* [TO DO] Extract every line below that contains the word "turtle", matching case exactly.

Data listing:
========

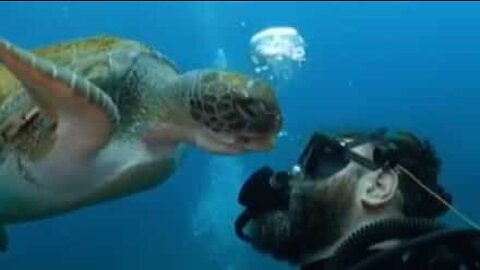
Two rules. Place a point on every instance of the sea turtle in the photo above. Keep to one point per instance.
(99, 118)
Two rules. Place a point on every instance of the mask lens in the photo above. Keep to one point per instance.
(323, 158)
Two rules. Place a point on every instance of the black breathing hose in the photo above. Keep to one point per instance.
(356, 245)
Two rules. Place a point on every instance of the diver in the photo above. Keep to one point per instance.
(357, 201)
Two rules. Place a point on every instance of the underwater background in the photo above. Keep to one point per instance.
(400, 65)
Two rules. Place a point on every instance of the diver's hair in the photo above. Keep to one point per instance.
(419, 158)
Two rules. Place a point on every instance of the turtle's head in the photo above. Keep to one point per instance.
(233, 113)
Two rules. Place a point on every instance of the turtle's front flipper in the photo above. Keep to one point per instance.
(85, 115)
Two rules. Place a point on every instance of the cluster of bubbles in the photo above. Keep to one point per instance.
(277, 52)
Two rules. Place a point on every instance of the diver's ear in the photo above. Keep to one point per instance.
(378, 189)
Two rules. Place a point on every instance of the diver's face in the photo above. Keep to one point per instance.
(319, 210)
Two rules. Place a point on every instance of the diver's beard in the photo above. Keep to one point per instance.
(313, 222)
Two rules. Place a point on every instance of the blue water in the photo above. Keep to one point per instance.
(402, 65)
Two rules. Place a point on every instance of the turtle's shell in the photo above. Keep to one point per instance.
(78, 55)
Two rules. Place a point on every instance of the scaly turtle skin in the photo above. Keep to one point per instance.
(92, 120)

========

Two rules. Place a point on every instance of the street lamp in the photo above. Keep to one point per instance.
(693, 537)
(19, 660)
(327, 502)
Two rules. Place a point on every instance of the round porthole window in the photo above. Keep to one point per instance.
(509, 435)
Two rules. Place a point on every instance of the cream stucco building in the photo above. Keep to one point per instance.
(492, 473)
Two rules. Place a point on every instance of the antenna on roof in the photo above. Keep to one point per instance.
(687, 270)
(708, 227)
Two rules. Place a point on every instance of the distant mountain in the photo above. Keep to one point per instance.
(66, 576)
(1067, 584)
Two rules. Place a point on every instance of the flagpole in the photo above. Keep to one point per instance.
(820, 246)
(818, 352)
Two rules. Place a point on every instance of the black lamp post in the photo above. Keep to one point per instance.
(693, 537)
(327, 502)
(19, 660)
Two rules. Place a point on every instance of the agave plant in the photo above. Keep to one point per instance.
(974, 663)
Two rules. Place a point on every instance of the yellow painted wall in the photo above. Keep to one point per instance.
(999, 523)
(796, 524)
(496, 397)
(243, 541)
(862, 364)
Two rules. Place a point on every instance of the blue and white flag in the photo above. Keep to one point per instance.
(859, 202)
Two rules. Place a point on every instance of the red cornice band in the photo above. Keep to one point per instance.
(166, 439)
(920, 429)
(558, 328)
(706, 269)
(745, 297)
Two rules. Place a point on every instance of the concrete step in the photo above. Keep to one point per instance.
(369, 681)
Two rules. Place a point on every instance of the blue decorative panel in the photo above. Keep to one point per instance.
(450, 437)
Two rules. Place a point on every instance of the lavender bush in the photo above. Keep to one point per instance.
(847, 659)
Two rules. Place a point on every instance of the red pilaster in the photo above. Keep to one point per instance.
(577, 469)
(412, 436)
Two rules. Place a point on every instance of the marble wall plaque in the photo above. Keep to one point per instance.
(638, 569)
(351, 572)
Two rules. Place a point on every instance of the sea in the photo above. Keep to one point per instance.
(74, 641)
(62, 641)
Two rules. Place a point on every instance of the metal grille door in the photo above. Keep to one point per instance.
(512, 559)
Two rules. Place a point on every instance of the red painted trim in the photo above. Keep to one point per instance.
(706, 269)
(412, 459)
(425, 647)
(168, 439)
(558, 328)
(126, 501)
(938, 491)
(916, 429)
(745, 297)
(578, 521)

========

* [TASK OUTPUT]
Two rules. Place a point on every instance of the sea turtle in the photo above. Keep to one point per instance.
Two rules. Place a point on every instance of the turtle's head in the photo above. Keep to one point per instance.
Two rules. Place a point on every instance of the turtle's front flipper in the photo above. Keep to one point per instance.
Two rules. Place a point on every instance of the turtle's shell in the photo above. Keep to one point per instance.
Two rules. Place a point on every instance of the scaly turtle skin in the photo above. Keep to one point per instance.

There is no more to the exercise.